**What to produce**
Among the entries that follow, count the lines with the word "wheel" and report the number by itself.

**Exercise materials**
__________
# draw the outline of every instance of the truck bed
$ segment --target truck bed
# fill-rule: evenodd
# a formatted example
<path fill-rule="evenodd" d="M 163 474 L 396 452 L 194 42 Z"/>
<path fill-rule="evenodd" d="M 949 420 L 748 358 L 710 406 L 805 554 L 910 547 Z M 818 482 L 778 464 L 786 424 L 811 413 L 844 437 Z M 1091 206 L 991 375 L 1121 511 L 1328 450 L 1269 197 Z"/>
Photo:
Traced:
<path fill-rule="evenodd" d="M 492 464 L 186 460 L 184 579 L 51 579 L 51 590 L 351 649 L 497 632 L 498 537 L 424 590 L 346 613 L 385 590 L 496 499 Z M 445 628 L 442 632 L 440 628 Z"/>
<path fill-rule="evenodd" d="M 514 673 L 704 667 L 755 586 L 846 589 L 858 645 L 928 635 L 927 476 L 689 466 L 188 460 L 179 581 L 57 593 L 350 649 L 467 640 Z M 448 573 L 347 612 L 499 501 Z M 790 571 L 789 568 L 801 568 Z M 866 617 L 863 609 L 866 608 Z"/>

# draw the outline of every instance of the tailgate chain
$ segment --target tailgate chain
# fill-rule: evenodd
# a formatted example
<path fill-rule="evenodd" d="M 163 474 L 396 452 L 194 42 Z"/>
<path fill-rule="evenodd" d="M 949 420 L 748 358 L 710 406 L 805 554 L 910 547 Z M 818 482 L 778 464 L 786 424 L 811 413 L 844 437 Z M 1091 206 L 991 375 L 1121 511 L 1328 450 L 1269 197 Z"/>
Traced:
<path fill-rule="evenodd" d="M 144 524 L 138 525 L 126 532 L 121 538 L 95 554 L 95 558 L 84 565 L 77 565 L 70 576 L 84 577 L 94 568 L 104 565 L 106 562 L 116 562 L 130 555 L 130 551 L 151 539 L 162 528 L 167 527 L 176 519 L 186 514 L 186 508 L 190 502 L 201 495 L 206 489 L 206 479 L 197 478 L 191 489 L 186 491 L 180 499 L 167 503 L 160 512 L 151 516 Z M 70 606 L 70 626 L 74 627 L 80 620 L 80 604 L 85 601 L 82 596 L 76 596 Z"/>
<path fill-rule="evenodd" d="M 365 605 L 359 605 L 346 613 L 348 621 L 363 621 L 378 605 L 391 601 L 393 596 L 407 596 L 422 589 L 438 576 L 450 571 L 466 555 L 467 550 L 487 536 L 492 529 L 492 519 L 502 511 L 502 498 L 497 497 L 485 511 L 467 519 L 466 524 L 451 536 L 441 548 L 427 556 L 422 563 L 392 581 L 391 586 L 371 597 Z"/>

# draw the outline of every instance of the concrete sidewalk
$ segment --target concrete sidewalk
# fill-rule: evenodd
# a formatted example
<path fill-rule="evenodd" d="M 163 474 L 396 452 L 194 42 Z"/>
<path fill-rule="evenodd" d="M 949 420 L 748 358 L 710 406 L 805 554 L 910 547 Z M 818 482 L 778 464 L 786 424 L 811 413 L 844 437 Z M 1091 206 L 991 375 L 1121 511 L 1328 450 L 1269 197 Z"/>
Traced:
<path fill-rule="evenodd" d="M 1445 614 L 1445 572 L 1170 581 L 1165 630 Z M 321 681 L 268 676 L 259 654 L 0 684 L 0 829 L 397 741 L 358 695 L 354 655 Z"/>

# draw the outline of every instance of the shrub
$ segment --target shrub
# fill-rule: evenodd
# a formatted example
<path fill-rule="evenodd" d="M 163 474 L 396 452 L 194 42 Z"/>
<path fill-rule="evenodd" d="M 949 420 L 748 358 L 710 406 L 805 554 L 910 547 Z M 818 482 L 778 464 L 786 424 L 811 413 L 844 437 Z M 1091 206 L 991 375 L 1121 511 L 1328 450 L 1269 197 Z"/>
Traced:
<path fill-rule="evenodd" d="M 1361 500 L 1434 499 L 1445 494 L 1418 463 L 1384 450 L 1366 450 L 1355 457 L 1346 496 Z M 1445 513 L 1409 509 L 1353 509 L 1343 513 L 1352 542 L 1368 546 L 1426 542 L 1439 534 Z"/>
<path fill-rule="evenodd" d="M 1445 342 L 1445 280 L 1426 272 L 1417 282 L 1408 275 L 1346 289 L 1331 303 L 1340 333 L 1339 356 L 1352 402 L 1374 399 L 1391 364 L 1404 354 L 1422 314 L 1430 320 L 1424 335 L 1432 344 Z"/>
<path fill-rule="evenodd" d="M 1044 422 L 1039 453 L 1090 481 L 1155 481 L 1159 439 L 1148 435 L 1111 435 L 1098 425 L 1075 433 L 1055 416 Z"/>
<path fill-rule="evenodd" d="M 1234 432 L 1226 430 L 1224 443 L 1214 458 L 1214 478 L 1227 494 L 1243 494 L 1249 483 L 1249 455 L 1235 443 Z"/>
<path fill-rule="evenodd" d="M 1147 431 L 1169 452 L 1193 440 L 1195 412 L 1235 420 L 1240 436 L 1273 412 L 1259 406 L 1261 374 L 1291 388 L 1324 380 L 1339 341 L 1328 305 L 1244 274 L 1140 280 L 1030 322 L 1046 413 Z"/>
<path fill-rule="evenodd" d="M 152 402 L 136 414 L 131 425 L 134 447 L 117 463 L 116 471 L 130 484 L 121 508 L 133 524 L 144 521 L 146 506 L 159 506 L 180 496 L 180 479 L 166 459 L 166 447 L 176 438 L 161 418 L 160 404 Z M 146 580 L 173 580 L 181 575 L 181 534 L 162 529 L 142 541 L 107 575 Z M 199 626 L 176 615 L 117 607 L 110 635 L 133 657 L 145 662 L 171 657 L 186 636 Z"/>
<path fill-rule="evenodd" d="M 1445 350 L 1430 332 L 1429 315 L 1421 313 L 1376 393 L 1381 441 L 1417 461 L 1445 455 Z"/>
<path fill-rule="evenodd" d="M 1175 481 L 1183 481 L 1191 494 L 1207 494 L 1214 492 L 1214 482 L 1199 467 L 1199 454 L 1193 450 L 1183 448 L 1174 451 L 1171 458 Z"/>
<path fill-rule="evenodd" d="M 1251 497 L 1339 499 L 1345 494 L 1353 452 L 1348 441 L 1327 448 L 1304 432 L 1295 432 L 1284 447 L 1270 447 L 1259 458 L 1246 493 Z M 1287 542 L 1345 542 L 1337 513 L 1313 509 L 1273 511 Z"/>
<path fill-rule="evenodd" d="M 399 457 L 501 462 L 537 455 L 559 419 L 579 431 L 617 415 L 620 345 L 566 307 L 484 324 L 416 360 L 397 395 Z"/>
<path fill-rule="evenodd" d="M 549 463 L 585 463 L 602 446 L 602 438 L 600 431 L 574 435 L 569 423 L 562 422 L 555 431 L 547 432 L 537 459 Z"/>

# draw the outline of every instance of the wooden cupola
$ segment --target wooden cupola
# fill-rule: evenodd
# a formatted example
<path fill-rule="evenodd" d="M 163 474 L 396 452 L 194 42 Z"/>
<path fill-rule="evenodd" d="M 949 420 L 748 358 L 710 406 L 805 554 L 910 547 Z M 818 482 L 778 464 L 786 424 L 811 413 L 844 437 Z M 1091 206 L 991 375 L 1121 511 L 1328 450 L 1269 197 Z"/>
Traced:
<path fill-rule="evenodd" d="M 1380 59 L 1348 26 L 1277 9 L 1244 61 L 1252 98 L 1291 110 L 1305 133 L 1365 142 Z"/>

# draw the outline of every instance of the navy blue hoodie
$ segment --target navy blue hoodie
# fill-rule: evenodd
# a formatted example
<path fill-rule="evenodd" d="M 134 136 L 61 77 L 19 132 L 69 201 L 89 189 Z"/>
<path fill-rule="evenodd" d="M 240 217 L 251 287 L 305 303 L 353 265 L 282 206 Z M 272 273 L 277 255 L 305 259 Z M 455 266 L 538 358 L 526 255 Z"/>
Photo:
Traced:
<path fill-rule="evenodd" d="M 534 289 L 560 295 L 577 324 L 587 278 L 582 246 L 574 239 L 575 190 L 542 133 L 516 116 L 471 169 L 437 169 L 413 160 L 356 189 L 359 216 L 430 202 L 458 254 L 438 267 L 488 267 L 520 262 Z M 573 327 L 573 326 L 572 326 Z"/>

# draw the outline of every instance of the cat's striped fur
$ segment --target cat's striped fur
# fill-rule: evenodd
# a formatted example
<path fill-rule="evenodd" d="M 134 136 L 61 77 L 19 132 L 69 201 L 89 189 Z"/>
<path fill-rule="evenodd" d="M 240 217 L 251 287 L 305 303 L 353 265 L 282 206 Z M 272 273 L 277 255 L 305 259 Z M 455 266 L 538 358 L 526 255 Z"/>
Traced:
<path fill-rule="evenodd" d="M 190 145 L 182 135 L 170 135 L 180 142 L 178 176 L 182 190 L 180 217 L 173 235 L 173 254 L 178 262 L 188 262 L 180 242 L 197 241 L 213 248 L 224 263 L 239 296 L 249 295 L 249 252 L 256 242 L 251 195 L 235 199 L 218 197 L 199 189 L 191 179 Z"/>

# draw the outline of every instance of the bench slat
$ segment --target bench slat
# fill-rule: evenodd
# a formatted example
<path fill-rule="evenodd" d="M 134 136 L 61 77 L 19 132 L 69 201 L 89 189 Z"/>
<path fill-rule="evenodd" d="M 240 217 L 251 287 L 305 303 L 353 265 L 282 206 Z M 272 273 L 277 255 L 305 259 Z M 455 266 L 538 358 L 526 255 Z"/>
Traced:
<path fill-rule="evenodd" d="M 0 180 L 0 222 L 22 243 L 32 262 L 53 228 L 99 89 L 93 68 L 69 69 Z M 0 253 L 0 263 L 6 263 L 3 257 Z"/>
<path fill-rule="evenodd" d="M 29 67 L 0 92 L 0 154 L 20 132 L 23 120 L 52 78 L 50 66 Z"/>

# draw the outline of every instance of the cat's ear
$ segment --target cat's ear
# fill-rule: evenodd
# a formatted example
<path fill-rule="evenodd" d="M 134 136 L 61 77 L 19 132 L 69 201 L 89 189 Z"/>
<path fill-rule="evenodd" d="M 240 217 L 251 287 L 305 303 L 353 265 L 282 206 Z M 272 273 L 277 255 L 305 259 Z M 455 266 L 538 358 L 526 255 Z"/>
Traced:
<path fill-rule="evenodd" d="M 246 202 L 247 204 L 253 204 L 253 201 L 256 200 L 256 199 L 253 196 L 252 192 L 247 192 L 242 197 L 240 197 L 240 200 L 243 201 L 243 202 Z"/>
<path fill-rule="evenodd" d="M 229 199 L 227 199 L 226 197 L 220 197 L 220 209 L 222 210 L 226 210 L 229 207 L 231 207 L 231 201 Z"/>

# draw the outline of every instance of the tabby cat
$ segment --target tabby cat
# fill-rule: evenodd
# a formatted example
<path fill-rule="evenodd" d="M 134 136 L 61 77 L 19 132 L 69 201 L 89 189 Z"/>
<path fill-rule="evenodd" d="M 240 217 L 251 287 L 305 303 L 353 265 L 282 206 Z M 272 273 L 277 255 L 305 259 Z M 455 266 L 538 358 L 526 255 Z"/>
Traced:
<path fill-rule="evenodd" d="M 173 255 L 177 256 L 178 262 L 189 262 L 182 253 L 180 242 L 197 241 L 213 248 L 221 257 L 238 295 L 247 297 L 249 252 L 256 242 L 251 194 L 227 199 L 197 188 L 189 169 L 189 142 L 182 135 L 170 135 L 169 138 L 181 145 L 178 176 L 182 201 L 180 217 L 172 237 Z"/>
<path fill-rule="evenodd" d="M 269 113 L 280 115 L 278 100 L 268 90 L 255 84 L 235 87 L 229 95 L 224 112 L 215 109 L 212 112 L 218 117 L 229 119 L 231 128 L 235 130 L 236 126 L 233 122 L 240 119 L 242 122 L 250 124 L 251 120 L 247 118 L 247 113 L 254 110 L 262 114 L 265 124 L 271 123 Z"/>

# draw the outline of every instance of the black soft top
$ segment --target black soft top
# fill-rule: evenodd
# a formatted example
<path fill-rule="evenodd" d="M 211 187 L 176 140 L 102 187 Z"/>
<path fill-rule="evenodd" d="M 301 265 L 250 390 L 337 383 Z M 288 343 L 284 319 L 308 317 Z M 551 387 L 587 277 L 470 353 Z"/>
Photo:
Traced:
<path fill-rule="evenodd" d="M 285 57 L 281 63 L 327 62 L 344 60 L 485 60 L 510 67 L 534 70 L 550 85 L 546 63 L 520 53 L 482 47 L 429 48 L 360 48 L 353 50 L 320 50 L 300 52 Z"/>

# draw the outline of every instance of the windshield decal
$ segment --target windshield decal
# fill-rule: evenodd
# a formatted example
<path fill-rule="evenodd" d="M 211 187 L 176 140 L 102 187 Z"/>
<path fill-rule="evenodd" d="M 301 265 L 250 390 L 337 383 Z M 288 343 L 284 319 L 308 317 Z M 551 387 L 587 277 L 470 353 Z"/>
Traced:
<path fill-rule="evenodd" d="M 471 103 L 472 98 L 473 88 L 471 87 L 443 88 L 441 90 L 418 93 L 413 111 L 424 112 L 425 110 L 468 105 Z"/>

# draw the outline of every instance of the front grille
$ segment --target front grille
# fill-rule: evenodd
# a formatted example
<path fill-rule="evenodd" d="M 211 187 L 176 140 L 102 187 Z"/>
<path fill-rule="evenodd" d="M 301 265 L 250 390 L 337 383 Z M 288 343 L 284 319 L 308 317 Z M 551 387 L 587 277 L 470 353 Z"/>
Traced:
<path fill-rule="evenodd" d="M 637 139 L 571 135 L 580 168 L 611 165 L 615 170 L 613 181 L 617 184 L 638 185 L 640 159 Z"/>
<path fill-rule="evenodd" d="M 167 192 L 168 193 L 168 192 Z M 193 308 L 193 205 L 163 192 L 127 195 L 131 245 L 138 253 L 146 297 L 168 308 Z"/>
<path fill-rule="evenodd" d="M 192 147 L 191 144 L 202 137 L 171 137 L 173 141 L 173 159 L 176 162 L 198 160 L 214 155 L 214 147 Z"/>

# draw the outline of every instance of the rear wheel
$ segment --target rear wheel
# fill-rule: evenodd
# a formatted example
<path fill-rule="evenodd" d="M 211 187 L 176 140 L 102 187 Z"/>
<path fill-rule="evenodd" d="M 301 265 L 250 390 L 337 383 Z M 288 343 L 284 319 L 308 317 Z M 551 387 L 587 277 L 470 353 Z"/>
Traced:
__________
**The completed task**
2